◆ **SUPPLIED TEXT**:
REPORT OF FOREIGN PRIVATE ISSUER
Pursuant to Section 13a-16 or 15(d)-16 of the Securities Exchange Act of 1934
 
For the Month of: January 2015
 
Commission File Number: 001-36136
 
CBD Energy Limited
(Exact name of registrant as specified in its charter)
 
Suite 2-Level 2
53 Cross Street
Double Bay, Sydney, NSW 2028
AUSTRALIA
(Address of principal executive offices)
 
N/A
(Former name or former address)
 
Indicate by check mark whether the registrant files or will file annual reports under cover of Form 20-F or 40-F.
Form 20-F x                        Form 40-F ¨
 
¨
Indicate by check mark if the registrant is submitting the Form 6-K in paper as permitted by Regulation S-T Rule 101(b)(1)
 
¨
Indicate by check mark if the registrant is submitting the Form 6-K in paper as permitted by Regulation S-T Rule 101(b)(7)
 
 
 

 
 
Decision by Nasdaq Hearings Panel

As previously disclosed in a Report of Foreign Private Issuer on Form 6-K filed on December 2, 2014, CBD Energy Limited (“CBD” or the “Company”) received a delisting determination letter from Nasdaq’s Listing Qualifications Department on November 25, 2014. CBD appealed the delisting determination and appeared with counsel at a hearing before an independent Nasdaq Hearings Panel (the “Panel”) on January 8, 2015.
 
On January 26, 2015, the Company received a letter from the Panel granting the Company’s request for continued listing on the Nasdaq Capital Market. In order to maintain its listing, the Company is required to meet a series of deadlines including filing its Annual Report on Form 20-F for the year ended June 30, 2014 (the “2014 Annual Report) by April 30, 2015.
 
The trading halt that has been in place since November 13, 2014 will continue to remain in place until we file our 2014 Annual Report.

Exiting Voluntary Administration

Effectiveness of Two Deed Company Arrangements

On December 24, 2014, two deed of company arrangements under Australian Corporations Law (collectively, the “Reorganization Plans”) were signed. The Reorganization Plans became effective on January 27, 2015, along with a variation of the Reorganization Plans that removed all references to a draft license agreement and specified that the Administrators of the Deed Funds will hold 38,123,652 shares in trust – 90%under the Company’s Trust Deed and 10% under the Trust Deed of the Company’s subsidiary, Westinghouse Solar Pty Ltd.
 
The Reorganization Plans provide, among other things, that: (i) creditor claims and contingent liabilities of the Company were extinguished and creditors received newly issued ordinary shares of the Company; and (ii) investors infused US$1 million into the Company in order to meet the requirements of the Deed Funds set forth in the Reorganization Plans. The Deed Funds will be used to pay creditor claims. Creditors of the Company will receive $610,000 and creditors of the Company’s subsidiary, Westinghouse Solar Pty Ltd will receive $390,000.

◆ **DATA LINES**:
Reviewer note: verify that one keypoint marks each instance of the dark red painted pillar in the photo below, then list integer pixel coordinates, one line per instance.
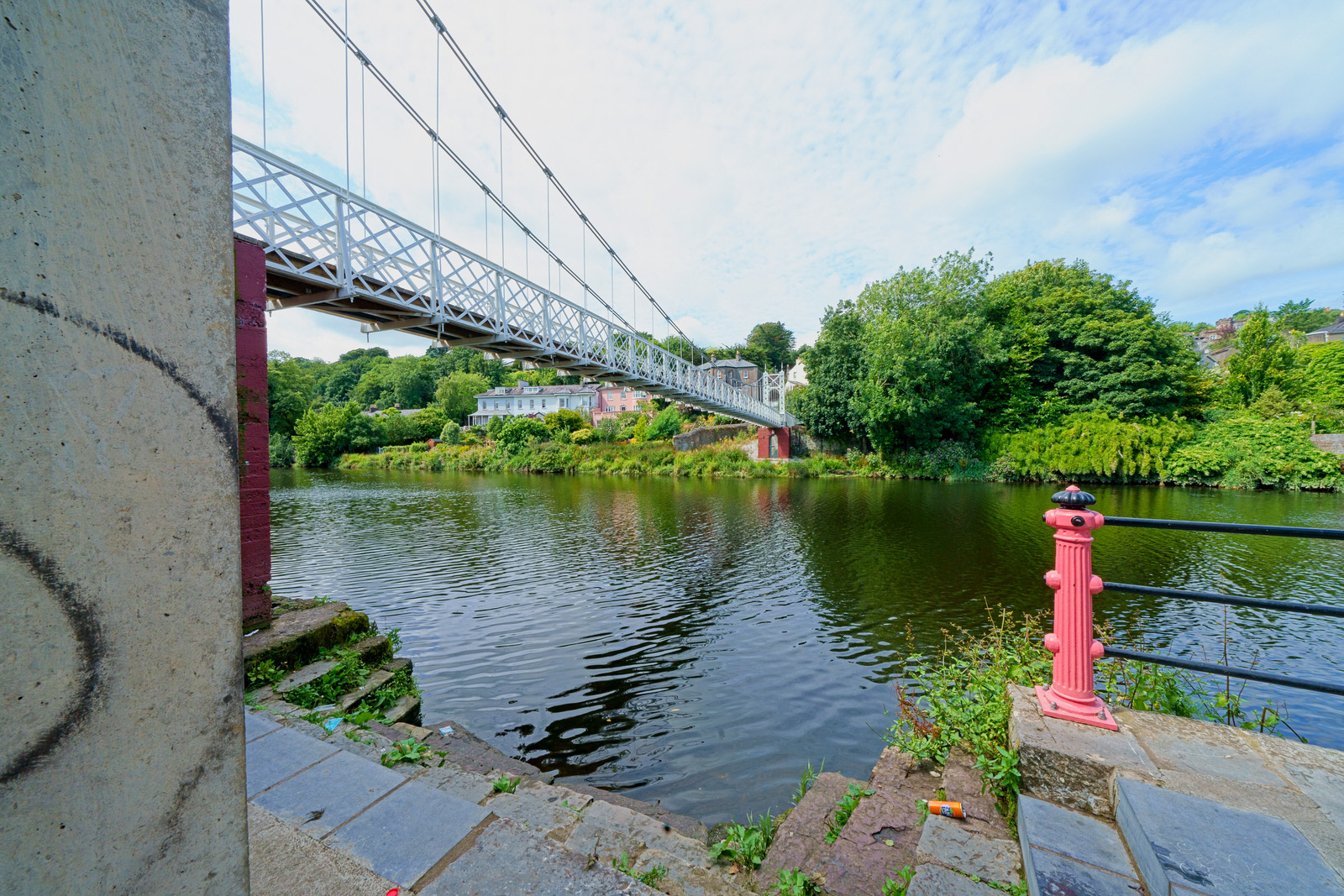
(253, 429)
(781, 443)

◆ **OBJECTIVE**: Translate this sentence from the CBD Energy report into Spanish: "The trading halt that has been in place since November 13, 2014 will continue to remain in place until we file our 2014 Annual Report."

◆ **EXERCISE RESPONSE**: La suspensión de la cotización que ha estado vigente desde el 13 de noviembre de 2014 seguirá vigente hasta que presentemos nuestro Informe Anual de 2014.